• DIRECTION A:
List every equation number that the passage on the averaged resolvent bound assigns to a displayed formula.
• DIRECTION B:
Carry on the passage on the averaged resolvent bound from the point where it stops.

• SELECTED PASSAGE:

==*==

Let $\gamma $ be a curve as in (H2) so that
\ekv{2.10} {
\langle G(E)(\mu ,\nu )\rangle =\int (t\Delta _\Lambda
+{\rm diag\,}(v_j)-E)^{-1}(\mu ,\nu )\prod _{j\in\Lambda
}\mu _\gamma (dv_j). } We may assume without loss of
generality that $\gamma $ is convex. Let $E\in{\bf C}$
belong to the exterior of $\gamma $, and let $\pi _\gamma
(E)\in\gamma $ be the point on $\gamma $, closest to $E$:
$\vert \pi _\gamma (E)-E\vert ={\rm dist\,}(E,\gamma )$.
Then the line through $\pi _\gamma (E)$ which is
perpendicular to $E-\pi _\gamma (E)$ separates $\gamma $
and $E$, and we have:
\ekv{2.11} { {\rm Re\,}(e^{-i{\rm arg}(E-\pi _\gamma
(E))}(\pi _\gamma (E)-v))\ge 0,\,\,\forall v\in\gamma . }
Writing
$$\eqalign{& t\Delta +{\rm diag\,}(v_j)-E=-(E-\pi _\gamma
(E))+(t\Delta +{\rm diag\,}(v_j-\pi _\gamma (E)))=
\cr &-t[{1\over t}(E-\pi _\gamma (E))-(\Delta +{\rm
diag\,}({1\over t}(v_j-\pi _\gamma (E)))], }$$ we apply
Proposition 2.1 with $E$ there replaced by ${1\over
t}(E-\pi _\gamma (E))$ and $v_j$ there replaced by
${1\over t}(v_j-\pi _\gamma (E))$, and get for $\eta \in
W(\lambda )$:
\eekv{2.12} {
\Vert e^{\eta \cdot (\cdot )}(t\Delta _\Lambda +{\rm
diag\,}(v_j)-E)^{-1}e^{-\eta \cdot (\cdot )}\Vert _{{\cal
L}(\ell^2,\ell^2)}\le} {\hskip 2cm {1\over t}\,{1\over
({1\over t}\vert E-\pi _\gamma (E)\vert -\lambda
)}={1\over \vert E-\pi _\gamma (E)\vert -t\lambda }, } if
${1\over t}\,\vert E-\pi _\gamma (E)\vert >2d$ and
$\lambda \in ]2d,{1\over t}\vert E-\pi _\gamma (E)\vert
[$, and in particular,
\ekv{2.13} {
\vert (t\Delta _\Lambda +{\rm diag\,}(v_j)-E)^{-1}(\mu
,\nu )\vert \le {1\over
\vert E-\pi _\gamma (E)\vert -t\lambda }\, e^{-p_\lambda
(\mu -\nu )}. } Since $\mu _\gamma $ is a probability
measure, we get from this and (2.10):
\ekv{2.14} {
\Vert e^{\eta \cdot (\cdot )}\langle G(E)\rangle e^{-\eta
\cdot (\cdot )}\Vert _{{\cal L}(\ell^2,\ell^2)}\le
{1\over \vert E-\pi _\gamma (E)\vert -t\lambda },\,\,
\eta \in W(\lambda ), }
\ekv{2.15} {
\vert \langle G(E)(\mu ,\nu )\vert \le {1\over \vert
E-\pi _\gamma (E)\vert -t\lambda }\, e^{-p_\lambda (\mu
-\nu )}, } for $\lambda \in ]2d,{1\over t}\vert E-\pi
_\gamma (E)\vert [$.

==*==

Items from a data source
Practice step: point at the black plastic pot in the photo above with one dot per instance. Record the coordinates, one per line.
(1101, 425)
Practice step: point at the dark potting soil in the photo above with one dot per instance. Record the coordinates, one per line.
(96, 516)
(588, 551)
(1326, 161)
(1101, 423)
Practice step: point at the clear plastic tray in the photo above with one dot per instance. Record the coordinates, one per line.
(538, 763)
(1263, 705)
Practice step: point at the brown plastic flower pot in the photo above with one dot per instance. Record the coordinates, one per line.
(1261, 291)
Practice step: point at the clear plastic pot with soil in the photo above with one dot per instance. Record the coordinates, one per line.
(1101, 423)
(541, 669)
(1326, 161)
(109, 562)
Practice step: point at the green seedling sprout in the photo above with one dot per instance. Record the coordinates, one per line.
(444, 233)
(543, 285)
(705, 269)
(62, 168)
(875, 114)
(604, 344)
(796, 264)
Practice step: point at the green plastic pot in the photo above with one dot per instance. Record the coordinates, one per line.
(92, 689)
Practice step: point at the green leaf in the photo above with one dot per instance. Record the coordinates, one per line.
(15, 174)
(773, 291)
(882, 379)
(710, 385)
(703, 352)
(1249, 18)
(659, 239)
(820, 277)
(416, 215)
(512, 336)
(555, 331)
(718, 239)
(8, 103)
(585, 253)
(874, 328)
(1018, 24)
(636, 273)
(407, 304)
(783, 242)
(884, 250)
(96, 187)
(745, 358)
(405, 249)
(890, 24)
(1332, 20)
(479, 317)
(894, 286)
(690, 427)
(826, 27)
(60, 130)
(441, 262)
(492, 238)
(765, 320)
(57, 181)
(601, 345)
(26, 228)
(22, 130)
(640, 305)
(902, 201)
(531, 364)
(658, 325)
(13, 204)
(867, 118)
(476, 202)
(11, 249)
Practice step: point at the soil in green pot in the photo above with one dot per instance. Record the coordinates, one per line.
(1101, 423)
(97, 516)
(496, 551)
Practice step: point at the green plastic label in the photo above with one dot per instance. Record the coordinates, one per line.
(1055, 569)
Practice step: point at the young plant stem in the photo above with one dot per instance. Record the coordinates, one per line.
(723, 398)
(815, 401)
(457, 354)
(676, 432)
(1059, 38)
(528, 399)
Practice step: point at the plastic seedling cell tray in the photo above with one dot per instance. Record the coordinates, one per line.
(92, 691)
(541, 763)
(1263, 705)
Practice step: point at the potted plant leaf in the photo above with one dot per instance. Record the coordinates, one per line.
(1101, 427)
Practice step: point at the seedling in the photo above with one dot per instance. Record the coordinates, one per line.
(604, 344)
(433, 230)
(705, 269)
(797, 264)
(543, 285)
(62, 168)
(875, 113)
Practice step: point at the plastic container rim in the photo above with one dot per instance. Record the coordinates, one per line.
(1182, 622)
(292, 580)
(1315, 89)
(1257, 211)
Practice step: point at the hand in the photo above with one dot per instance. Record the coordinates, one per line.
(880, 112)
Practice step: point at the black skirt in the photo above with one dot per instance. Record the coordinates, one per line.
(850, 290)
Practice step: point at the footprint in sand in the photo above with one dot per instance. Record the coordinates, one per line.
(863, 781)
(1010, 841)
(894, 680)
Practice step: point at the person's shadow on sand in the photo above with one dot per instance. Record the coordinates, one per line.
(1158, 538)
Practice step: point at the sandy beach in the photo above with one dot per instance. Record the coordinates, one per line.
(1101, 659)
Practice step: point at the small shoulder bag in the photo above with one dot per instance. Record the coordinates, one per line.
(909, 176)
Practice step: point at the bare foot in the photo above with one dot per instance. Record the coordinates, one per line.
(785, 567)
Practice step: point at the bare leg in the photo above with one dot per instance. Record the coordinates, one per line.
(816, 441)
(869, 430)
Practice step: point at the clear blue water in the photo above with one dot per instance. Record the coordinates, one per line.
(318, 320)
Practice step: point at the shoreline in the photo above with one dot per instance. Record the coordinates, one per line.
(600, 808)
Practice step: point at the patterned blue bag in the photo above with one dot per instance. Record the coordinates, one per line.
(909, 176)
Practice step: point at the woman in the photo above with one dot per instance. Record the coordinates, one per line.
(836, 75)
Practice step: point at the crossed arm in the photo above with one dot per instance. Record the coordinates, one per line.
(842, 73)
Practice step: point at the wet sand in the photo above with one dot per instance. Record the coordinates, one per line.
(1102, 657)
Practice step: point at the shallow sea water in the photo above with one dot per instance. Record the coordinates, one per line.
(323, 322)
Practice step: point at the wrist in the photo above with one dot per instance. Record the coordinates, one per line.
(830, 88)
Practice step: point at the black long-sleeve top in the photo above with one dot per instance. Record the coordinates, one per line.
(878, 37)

==*==

• EXERCISE OUTPUT A:
(2.10), (2.11), (2.12), (2.13), (2.14), (2.15)

• EXERCISE OUTPUT B:
\par Since we can choose $\gamma $ in an arbitrarily
small neighborhood of ${\rm ch\,}(K_-)$, we may arrange
so that $\vert E-\pi _\gamma (E)\vert \to {\rm
dist\,}(E,{\rm ch\,}(K_-))$ and Theorem 0.1
follows.\hfill{$\#$}

\bigskip
\centerline{\bf 3. A more general result.}
\medskip

\par In this section we shall relax the assumption (H1)
about holomorphic extendability, and suppress the
assumption (H2). The price we have to pay, is that the
result will be valid only for $E$ sufficiently far away
from the region of non-analyticity in some precise sense
that we will explain. We start by proving some auxiliary
results which contain the essential ideas. Write
$\langle z\rangle =\sqrt{(1+\vert z\vert ^2)}$.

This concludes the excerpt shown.